*What this task involves*.
Nothing in the records may change. Print them all again.

*Records drawn from a dataset*.
::::::
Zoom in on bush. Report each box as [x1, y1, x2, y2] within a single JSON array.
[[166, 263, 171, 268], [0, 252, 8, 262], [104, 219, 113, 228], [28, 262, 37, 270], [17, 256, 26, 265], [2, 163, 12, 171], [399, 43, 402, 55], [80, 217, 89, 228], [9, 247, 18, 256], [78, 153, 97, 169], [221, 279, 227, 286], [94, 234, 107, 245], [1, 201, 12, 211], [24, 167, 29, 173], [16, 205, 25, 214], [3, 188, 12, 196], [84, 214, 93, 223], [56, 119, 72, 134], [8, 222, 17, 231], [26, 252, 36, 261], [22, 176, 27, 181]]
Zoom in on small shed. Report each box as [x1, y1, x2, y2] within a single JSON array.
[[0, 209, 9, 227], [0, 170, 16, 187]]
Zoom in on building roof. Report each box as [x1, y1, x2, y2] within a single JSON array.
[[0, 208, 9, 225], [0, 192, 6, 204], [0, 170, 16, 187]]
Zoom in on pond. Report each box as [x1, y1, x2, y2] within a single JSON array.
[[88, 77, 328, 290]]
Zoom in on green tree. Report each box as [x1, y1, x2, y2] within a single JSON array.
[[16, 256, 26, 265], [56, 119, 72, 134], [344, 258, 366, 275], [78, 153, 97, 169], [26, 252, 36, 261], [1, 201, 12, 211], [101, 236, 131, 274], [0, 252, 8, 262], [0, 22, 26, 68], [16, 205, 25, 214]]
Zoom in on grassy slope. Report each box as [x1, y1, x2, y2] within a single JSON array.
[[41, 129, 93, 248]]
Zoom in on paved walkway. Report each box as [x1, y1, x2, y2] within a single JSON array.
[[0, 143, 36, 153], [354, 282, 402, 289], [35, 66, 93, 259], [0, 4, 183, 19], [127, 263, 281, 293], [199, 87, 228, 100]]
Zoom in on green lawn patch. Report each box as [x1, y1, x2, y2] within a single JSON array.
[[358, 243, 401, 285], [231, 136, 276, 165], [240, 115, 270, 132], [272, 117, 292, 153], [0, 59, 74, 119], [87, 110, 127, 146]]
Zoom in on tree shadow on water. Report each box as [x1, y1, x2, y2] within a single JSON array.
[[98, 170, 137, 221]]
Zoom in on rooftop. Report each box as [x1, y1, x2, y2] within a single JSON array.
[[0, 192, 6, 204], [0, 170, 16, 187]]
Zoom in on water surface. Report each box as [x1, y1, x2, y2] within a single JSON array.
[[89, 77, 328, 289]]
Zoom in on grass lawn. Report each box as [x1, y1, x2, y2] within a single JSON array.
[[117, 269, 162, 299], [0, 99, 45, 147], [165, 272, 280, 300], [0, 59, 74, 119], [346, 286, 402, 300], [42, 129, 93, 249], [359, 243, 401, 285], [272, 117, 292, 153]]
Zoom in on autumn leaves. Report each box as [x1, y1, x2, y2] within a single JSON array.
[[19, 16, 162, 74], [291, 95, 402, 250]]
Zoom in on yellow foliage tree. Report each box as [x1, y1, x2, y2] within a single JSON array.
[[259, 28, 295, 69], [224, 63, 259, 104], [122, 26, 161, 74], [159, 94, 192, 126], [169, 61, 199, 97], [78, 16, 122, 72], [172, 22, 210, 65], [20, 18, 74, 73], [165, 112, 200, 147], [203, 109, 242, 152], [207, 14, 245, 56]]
::::::
*Your solution*.
Zoom in on bush. Report each box as [x1, y1, x2, y2] within a single JSON array.
[[166, 263, 171, 268], [0, 252, 8, 262], [104, 219, 113, 228], [28, 262, 37, 270], [17, 256, 26, 265], [2, 163, 12, 171], [399, 43, 402, 55], [80, 217, 89, 228], [9, 247, 18, 256], [78, 153, 97, 169], [221, 279, 227, 286], [94, 234, 107, 245], [1, 201, 12, 211], [24, 167, 29, 173], [16, 205, 25, 214], [3, 188, 12, 196], [84, 214, 93, 223], [56, 119, 72, 134], [8, 222, 17, 231], [26, 252, 36, 261], [22, 176, 27, 181]]
Zoom in on small shed. Report each box as [x1, y1, x2, y2] within a single JSON array.
[[0, 209, 9, 227], [0, 170, 16, 187]]
Zoom in on building roof. Report each box as [x1, y1, x2, y2] within a single JSON array.
[[0, 208, 9, 225], [0, 192, 6, 204], [0, 170, 16, 187]]
Zoom in on pond. Report each box as [x1, y1, x2, y2] within a single JSON array.
[[88, 77, 328, 290]]
Zoom in on green tree. Report each box as [x1, y1, x2, y2] within a single JSON array.
[[16, 256, 26, 265], [56, 119, 72, 134], [344, 258, 366, 275], [78, 153, 97, 169], [26, 252, 36, 261], [1, 201, 12, 211], [101, 236, 131, 274], [0, 252, 8, 262], [0, 22, 26, 68], [16, 205, 25, 214]]
Zoom in on grassy slope. Report each box as [x1, y1, x2, y2] within a single JSON array.
[[41, 129, 93, 248]]
Zoom in on paved walkway. Report each box as [x1, y1, x2, y2] within a single JSON array.
[[0, 143, 36, 153], [354, 282, 402, 289], [35, 66, 93, 259], [0, 4, 183, 19], [127, 263, 281, 293], [199, 87, 228, 100]]
Zoom in on green lawn patch. Report each box as [x1, y1, x2, y2] within a single JSON array.
[[358, 243, 401, 285], [231, 136, 276, 165], [240, 115, 270, 132], [272, 117, 292, 153], [0, 59, 74, 119], [87, 110, 127, 146]]
Zoom in on tree shadow on water. Report each box as [x1, y1, x2, y2] within a single JSON array.
[[98, 170, 137, 221]]
Zoom in on rooftop. Report each box as [x1, y1, x2, y2] within a single JSON array.
[[0, 192, 6, 204], [0, 170, 16, 187]]
Zoom in on water surface. Report each box as [x1, y1, x2, y2] within a single JSON array.
[[89, 77, 328, 289]]
Zoom in on grass lawn. Report each box as [x1, y1, x2, y2] within a single JSON array.
[[117, 269, 162, 299], [0, 99, 45, 147], [165, 272, 280, 300], [0, 59, 74, 119], [346, 286, 402, 300], [42, 129, 93, 249], [359, 243, 401, 285], [272, 117, 292, 153]]
Zoom in on autumn leaves. Report each box as [x1, y1, x2, y2] within a single JSON array.
[[19, 16, 162, 74], [291, 95, 402, 250]]
Zoom in on yellow foliage tree. Report each box as [x1, y1, x2, y2] within a single JSON array.
[[259, 28, 295, 69], [224, 63, 259, 104], [122, 26, 161, 74], [159, 94, 192, 126], [169, 61, 199, 97], [78, 16, 122, 72], [172, 22, 210, 65], [20, 18, 74, 73], [165, 112, 200, 147], [203, 109, 242, 152], [207, 14, 245, 56]]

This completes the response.